What is being asked: The listing should be printed again without a single change.

Data to use:
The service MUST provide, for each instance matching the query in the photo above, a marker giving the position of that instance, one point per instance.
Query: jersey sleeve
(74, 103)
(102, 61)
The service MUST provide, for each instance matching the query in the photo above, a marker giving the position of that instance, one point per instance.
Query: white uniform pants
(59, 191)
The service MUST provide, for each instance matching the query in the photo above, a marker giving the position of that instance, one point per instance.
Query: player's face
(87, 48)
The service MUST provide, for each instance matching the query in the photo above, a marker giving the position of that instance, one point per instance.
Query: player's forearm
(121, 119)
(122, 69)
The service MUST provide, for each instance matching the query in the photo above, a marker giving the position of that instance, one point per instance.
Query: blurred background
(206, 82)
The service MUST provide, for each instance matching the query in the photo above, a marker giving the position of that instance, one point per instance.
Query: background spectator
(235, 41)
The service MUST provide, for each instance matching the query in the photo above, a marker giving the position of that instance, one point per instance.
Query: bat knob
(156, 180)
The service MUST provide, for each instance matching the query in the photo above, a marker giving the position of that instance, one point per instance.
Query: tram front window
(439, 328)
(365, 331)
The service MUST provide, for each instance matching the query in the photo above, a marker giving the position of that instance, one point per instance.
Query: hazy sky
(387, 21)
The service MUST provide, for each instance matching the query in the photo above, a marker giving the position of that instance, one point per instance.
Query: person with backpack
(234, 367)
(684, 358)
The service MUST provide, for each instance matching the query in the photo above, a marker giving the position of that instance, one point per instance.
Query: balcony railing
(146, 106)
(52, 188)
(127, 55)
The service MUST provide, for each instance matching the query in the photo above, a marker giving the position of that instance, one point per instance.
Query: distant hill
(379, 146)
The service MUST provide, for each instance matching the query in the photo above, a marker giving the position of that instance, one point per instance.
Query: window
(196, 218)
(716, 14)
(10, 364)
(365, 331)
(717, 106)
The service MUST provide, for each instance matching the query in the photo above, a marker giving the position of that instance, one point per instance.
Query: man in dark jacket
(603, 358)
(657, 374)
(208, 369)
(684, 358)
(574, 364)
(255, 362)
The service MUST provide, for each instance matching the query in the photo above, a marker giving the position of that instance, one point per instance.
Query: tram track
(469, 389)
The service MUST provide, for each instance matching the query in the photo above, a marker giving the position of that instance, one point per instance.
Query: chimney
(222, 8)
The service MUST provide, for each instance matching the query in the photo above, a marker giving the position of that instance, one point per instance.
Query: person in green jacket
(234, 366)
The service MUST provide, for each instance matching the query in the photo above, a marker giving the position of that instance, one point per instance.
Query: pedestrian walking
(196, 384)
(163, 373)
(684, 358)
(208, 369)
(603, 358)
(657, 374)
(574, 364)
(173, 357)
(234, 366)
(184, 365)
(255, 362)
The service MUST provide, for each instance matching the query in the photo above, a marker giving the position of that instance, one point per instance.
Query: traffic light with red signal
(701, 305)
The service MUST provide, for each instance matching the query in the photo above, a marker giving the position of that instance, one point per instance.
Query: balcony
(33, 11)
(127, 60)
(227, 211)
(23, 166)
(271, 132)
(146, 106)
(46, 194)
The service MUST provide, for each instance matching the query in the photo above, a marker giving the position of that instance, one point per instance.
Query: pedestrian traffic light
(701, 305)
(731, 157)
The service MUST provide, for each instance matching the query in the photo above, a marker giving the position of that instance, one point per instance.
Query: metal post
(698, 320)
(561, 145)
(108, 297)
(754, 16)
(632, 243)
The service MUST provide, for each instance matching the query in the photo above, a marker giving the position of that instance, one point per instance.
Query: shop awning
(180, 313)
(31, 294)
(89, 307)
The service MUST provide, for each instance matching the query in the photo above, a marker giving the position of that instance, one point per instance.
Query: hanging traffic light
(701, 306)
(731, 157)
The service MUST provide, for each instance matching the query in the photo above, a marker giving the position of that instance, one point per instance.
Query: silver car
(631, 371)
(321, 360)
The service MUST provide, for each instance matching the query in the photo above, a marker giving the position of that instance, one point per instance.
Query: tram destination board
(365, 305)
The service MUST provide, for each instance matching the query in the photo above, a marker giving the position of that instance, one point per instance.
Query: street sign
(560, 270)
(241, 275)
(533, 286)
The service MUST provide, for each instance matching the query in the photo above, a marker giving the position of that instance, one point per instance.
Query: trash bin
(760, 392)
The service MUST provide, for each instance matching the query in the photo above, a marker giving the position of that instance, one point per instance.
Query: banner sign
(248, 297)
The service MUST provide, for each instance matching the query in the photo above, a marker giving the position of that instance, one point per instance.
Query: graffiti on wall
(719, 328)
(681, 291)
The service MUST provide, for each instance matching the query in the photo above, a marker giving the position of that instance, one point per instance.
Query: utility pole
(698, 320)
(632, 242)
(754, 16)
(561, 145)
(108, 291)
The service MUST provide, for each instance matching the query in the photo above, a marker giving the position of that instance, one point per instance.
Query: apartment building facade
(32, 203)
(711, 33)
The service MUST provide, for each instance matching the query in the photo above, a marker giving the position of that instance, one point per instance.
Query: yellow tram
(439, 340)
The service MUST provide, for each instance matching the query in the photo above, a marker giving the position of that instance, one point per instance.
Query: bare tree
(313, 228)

Written response:
The service MUST provide, for each instance matching the query in the photo above, a marker giving the position of that instance, one point per instance.
Query: jersey sleeve
(74, 103)
(102, 61)
The service MUST provide, for each instance matching the query in the photo above, a marker giving the position of that instance, one point per instance.
Query: white uniform pants
(59, 191)
The service MUST provide, for each instance matching the query in the photo above, a marker giving the position of that instance, one point per instance.
Query: player's face
(87, 48)
The service MUST provide, for each instance matching the query in the photo above, a marker giving the position of that instance, one point per instance.
Query: player's forearm
(121, 119)
(122, 69)
The service MUST provide, for each instance matching the query in the photo above, a marker giving the position of that instance, one point per instance.
Query: blurred background
(206, 82)
The service MUST provide, for each instance matching the query in the photo above, a marker giving the position of that instance, one point per instance.
Query: background spectator
(235, 41)
The service MUST provide, for each instance matching the query in the photo above, a marker giving the position of that instance, one point per instance.
Query: bat knob
(156, 180)
The service MUST provide, for each instance matching the query in the photo above, a marker giving the position of that instance, one point per instance.
Query: tram front window
(439, 328)
(365, 331)
The service MUST provide, for each instance matching the query in the photo above, a marker giving the position of that instance, one point per instance.
Query: hazy sky
(387, 21)
The service MUST provide, for each instance matching the query in the photo above, a marker giving the position of that instance, one point per instance.
Query: person with backpack
(234, 367)
(684, 358)
The service MUST provide, for each instance matching the query in the photo above, a marker giving the position of that instance, one point per instance.
Query: balcony railing
(146, 106)
(52, 188)
(127, 55)
The service MUST provide, for each instance matching the query in the photo above, a marker giving the position of that instance, one point per instance.
Query: distant hill
(379, 146)
The service MUST provide, for each instance matching the query in the photo above, a marker giving the position of that instance, one point per instance.
Query: window
(196, 218)
(716, 14)
(10, 364)
(365, 331)
(717, 106)
The service MUST provide, for each instance matching the query in the photo above, a marker giving the position of that instance, one point per instance.
Query: man in dark jacket
(603, 358)
(657, 374)
(208, 369)
(684, 358)
(574, 364)
(255, 362)
The service MUST provide, for each instance matching the query in the photo above, a marker giving the position of that instance, one point per instance.
Query: tram track
(469, 389)
The service MUST provide, for each instance matching the query in the photo above, a marker giving the position of that instance, one point per instance.
Query: chimney
(222, 8)
The service MUST provide, for each instance matching the query in the photo above, a marker giving the position of that instance, one point per instance.
Query: person in green jacket
(234, 366)
The service MUST provide, for each instance matching the query in the photo above, a marker giving the position of that instance, one point per instance.
Query: pedestrian walking
(196, 384)
(163, 373)
(684, 358)
(208, 369)
(603, 358)
(657, 374)
(574, 364)
(173, 357)
(234, 366)
(184, 365)
(255, 362)
The service MUST provide, for each instance matching the query in the photo above, a marker giving the position of that instance, one point per instance.
Query: traffic light with red signal
(701, 305)
The service MUST provide, for each instance matching the query in the photo above, a marker giving the position of that instance, one point per instance.
Query: balcony
(33, 11)
(127, 60)
(227, 211)
(23, 166)
(271, 132)
(146, 106)
(46, 194)
The service MUST provide, for each instance matching the query in the photo above, a marker giving the position of that instance, one point per instance.
Query: pedestrian traffic light
(701, 305)
(731, 157)
The service MUST provide, for each instance matching the query in the photo above, a marker giving the position of that instance, one point per instance.
Query: metal post
(698, 320)
(561, 145)
(108, 297)
(754, 16)
(632, 243)
The service MUST provide, for each instance matching the query in the photo above, a marker giving the position of that instance, one point per instance.
Query: shop awning
(180, 313)
(31, 294)
(89, 307)
The service MUST provide, for each instance matching the query in the photo above, a marker giving the position of that instance, one point per instance.
Query: hanging traffic light
(701, 306)
(731, 157)
The service MUST provide, for each instance matching the query in the photo above, a marker giving the position of that instance, one point per instance.
Query: silver car
(631, 371)
(321, 360)
The service MUST provide, for each instance matching the query in the photo above, a marker giving the position of that instance, one point per instance.
Query: tram destination board
(365, 305)
The service MUST provide, for each instance matching the query in the photo above, a marker giving the position of that instance, one point per instance.
Query: street sign
(560, 270)
(241, 275)
(533, 286)
The service MUST provide, for each instance matching the query in the photo above, a marker giving the position of that instance, one point per instance.
Query: trash bin
(760, 392)
The service MUST provide, for each instance matching the query in the photo above, a marker giving the position of that instance, one point per instance.
Query: banner sign
(248, 297)
The service MUST provide, for each instance matching the query in the photo above, a marker giving the position of that instance, one point per instance.
Query: graffiti on wall
(719, 328)
(681, 291)
The service MUST provide, for each instance matching the query in the photo above, a marker giving the position of that instance, one point per instance.
Query: utility pole
(698, 320)
(632, 242)
(754, 16)
(561, 145)
(108, 291)
The service MUST provide, for each instance matching the query in the photo above, a marker giving the position of that instance, one point per instance.
Query: apartment building facade
(32, 203)
(711, 33)
The service MUST provide, for each instance matching the query in the photo above, a marker giving the position of that instance, one point per instance.
Query: yellow tram
(439, 340)
The service MUST provide, for each instance matching the query in the photo above, a marker giving the position of that instance, one point per instance.
Query: bare tree
(313, 228)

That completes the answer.